# SET EXERCISE 1
Quote the passage on the origin of egg tarts in full, word for word.

# SELECTED EXCERPT

··········

Photo credit: Fat Les
Where do dan tahts come from? The official origin story has been debated by different chefs and culinary experts. Some say it came from the influence of other cultures. Some say that it originated in Hong Kong. What we know for certain, is that there is no certainty of a conclusive origin.
Photo credit: Wayside Violet
One common belief of the origin of the delicious tarts references the colonisation of Hong Kong by the British, as egg custard tarts are well founded in British bakery. Early Hong Kong-ers could have discovered this goodness and adopted the egg tarts with a local twist.

··········

# DATASET EXTRACT
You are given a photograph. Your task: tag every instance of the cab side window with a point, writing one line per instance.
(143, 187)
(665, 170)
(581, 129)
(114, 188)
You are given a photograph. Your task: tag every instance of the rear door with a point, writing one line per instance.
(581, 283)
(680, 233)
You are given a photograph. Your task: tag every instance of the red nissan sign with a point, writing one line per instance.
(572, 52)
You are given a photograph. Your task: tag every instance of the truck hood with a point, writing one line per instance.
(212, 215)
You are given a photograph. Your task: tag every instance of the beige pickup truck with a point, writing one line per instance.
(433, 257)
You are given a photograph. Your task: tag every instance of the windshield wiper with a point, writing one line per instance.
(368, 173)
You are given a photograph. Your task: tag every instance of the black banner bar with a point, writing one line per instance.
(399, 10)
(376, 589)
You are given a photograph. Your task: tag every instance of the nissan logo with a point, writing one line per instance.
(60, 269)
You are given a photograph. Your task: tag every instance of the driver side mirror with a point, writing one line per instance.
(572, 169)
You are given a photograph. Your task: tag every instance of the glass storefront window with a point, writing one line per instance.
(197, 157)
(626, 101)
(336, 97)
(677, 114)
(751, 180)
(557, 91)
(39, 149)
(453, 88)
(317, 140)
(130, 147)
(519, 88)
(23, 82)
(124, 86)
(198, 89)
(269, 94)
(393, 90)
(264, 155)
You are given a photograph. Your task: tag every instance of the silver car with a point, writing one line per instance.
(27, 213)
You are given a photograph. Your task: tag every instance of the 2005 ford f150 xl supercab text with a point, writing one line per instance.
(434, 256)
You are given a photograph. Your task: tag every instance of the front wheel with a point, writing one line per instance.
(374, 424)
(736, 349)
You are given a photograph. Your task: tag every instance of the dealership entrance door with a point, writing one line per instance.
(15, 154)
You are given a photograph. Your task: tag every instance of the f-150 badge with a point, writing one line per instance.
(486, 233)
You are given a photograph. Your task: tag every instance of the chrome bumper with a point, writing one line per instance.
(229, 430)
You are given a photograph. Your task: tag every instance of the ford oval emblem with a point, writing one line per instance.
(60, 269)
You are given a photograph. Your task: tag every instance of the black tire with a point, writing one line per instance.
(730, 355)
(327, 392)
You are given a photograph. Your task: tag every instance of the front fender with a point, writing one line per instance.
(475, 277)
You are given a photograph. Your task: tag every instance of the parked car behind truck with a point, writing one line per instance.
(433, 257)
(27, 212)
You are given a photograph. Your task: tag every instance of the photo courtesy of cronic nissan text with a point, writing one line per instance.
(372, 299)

··········

# SET EXERCISE 2
Pick out every line of the listing that contains the word "side".

# EXERCISE OUTPUT 1
Photo credit: Fat Les
Where do dan tahts come from? The official origin story has been debated by different chefs and culinary experts. Some say it came from the influence of other cultures. Some say that it originated in Hong Kong. What we know for certain, is that there is no certainty of a conclusive origin.
Photo credit: Wayside Violet
One common belief of the origin of the delicious tarts references the colonisation of Hong Kong by the British, as egg custard tarts are well founded in British bakery. Early Hong Kong-ers could have discovered this goodness and adopted the egg tarts with a local twist.

# EXERCISE OUTPUT 2
You are given a photograph. Your task: tag every instance of the cab side window with a point, writing one line per instance.
You are given a photograph. Your task: tag every instance of the driver side mirror with a point, writing one line per instance.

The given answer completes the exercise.